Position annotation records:
— Begin —
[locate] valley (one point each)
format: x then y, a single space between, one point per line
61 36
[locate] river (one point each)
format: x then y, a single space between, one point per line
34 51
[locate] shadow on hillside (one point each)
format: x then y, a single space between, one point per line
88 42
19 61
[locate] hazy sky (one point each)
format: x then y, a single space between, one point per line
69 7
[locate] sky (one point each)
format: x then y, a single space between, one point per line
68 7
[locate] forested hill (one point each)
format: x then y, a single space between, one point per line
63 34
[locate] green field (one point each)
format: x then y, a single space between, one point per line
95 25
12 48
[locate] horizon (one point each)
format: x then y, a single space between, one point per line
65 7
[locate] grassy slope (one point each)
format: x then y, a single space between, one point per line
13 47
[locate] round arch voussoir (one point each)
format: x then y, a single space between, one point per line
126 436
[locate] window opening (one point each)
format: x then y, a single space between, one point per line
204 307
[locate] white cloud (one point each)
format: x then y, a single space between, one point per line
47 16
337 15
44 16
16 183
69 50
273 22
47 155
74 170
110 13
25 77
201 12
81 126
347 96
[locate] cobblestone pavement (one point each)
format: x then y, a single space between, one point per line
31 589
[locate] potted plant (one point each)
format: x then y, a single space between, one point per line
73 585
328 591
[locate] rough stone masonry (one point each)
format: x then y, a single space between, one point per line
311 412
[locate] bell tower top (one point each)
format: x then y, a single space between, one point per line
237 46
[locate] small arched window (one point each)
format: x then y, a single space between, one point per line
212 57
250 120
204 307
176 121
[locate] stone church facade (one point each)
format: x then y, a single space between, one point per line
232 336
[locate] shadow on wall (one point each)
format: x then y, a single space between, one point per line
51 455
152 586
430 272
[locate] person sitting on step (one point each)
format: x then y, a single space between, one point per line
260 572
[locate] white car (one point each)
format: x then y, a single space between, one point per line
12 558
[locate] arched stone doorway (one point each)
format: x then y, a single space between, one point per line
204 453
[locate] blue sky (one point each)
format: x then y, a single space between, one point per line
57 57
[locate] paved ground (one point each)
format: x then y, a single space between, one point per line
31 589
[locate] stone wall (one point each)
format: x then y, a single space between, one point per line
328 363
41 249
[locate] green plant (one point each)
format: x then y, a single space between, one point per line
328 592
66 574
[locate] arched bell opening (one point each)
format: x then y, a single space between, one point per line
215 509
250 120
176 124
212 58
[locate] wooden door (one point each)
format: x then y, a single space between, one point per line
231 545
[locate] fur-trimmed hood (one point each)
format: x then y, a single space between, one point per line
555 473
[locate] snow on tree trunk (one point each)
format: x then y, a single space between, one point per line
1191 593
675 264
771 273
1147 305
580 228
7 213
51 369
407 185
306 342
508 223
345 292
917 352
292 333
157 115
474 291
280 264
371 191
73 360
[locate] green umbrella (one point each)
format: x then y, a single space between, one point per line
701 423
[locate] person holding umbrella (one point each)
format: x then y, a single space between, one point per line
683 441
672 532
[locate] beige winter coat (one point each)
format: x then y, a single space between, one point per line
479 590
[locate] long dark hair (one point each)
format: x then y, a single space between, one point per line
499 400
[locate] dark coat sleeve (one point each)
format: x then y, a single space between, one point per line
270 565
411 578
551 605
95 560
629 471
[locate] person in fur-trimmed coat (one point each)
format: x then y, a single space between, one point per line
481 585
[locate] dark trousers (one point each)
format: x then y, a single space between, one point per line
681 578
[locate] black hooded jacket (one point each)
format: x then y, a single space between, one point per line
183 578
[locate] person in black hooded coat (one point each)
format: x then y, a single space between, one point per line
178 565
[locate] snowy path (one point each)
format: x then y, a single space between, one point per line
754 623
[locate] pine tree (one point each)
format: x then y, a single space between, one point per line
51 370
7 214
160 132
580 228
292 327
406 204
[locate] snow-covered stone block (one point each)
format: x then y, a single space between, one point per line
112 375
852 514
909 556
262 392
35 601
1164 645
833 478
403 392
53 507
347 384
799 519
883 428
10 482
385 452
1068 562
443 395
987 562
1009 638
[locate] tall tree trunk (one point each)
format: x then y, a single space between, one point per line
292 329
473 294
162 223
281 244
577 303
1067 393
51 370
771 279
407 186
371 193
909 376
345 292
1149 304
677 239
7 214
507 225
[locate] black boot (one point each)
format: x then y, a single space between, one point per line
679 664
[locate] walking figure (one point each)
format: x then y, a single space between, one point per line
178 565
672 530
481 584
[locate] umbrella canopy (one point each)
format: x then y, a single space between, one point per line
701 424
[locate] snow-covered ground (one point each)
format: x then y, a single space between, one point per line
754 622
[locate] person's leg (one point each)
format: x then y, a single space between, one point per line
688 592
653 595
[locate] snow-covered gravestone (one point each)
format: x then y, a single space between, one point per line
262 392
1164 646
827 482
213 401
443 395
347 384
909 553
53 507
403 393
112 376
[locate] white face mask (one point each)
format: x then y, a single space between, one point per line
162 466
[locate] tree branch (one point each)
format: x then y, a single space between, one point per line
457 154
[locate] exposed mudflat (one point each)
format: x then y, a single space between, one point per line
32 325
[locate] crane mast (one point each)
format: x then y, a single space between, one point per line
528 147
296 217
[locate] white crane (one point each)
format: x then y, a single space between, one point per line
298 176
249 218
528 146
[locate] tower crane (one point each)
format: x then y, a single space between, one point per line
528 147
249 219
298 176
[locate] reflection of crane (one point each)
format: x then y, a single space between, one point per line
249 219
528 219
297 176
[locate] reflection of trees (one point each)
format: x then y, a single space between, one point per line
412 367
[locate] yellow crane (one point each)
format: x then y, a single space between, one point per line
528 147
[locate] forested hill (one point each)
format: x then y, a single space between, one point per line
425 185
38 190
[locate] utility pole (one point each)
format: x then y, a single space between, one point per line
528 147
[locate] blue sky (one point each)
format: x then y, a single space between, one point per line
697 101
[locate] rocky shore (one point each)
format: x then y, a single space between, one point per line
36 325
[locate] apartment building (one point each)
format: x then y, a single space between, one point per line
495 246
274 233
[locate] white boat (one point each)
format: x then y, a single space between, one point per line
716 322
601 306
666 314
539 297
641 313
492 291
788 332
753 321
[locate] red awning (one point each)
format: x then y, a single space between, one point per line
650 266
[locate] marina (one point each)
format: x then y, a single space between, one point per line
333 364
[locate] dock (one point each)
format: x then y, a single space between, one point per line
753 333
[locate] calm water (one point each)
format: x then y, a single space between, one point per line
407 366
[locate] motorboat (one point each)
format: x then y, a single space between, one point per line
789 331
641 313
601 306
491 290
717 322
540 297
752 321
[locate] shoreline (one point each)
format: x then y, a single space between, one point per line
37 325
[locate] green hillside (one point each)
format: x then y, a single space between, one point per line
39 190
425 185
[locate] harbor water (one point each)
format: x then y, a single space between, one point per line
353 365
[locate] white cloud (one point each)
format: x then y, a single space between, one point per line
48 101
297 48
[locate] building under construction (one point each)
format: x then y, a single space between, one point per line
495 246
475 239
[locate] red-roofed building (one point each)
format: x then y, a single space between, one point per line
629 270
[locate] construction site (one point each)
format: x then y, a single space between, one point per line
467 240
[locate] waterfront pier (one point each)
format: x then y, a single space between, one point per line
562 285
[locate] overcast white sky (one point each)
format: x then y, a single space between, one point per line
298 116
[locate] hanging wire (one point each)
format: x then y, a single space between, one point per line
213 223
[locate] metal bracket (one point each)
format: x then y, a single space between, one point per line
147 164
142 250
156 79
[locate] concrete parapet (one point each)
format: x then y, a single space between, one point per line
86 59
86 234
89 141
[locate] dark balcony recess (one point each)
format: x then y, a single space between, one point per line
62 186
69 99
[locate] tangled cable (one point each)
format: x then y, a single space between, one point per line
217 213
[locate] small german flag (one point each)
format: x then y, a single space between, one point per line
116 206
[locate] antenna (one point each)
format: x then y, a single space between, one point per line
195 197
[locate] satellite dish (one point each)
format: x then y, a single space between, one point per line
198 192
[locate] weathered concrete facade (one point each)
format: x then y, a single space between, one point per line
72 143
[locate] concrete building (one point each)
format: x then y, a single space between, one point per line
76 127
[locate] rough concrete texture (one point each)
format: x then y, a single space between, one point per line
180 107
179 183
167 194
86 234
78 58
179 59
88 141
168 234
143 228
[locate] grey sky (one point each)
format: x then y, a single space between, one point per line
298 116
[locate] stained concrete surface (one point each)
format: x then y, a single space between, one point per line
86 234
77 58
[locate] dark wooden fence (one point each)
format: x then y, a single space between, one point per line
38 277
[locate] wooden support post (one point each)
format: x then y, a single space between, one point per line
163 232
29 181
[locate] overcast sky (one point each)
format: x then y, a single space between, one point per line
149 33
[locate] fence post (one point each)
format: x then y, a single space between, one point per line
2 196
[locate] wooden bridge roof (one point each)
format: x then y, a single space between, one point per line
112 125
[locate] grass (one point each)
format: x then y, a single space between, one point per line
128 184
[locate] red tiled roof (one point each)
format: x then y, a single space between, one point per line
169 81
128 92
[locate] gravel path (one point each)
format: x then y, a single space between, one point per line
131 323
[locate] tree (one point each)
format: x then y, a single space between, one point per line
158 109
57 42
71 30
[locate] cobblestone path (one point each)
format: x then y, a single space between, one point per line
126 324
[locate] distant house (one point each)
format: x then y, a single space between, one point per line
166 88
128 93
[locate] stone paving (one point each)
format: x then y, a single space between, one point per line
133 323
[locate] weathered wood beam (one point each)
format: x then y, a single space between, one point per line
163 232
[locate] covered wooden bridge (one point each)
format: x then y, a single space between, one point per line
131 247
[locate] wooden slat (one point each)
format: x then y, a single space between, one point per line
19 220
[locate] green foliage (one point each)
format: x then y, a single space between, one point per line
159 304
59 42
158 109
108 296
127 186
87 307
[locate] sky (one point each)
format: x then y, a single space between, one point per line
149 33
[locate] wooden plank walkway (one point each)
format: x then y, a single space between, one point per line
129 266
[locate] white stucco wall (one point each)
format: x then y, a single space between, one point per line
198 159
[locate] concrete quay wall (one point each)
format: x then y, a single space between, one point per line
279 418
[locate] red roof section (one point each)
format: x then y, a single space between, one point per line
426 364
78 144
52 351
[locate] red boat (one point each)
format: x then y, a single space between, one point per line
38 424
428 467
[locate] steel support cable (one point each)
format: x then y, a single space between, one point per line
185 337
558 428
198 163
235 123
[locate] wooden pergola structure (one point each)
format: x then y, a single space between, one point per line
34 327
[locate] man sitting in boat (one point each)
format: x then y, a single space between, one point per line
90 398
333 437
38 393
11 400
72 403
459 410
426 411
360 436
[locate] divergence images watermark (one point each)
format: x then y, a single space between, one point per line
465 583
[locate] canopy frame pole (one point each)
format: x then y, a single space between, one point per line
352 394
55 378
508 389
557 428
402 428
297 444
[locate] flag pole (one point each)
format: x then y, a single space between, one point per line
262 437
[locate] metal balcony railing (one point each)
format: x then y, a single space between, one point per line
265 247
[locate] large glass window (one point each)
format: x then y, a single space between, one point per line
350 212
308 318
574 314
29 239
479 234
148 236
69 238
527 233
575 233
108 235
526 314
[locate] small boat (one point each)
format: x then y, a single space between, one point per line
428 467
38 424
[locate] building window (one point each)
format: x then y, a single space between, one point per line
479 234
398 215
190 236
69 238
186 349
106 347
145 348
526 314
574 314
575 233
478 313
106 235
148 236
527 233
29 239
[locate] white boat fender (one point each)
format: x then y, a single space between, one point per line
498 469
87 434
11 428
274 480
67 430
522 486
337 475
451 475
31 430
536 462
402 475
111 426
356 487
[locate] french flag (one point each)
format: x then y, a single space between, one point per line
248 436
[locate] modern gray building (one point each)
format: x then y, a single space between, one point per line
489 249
— End —
Each line from the one containing "[locate] small boat (one point each)" through the end of the entries, both included, is to be returned exactly, with no other lines.

[locate] small boat (one point each)
format: x then y, a single space between, one point per line
428 467
38 424
[locate] building window (one point each)
format: x then y, a single space between, one point per line
479 234
398 215
190 236
69 238
186 349
106 347
145 348
526 314
574 314
575 233
478 313
106 235
148 236
527 233
29 239
[locate] white boat fender (one point each)
format: x then y, a single space between, one point per line
498 469
87 434
11 428
274 480
67 430
522 486
337 475
451 475
31 430
536 462
402 475
111 426
356 487
[locate] french flag (one point each)
format: x then y, a single space between, one point per line
248 436
[locate] modern gray building (one point each)
format: x then y, a single space between, one point per line
489 249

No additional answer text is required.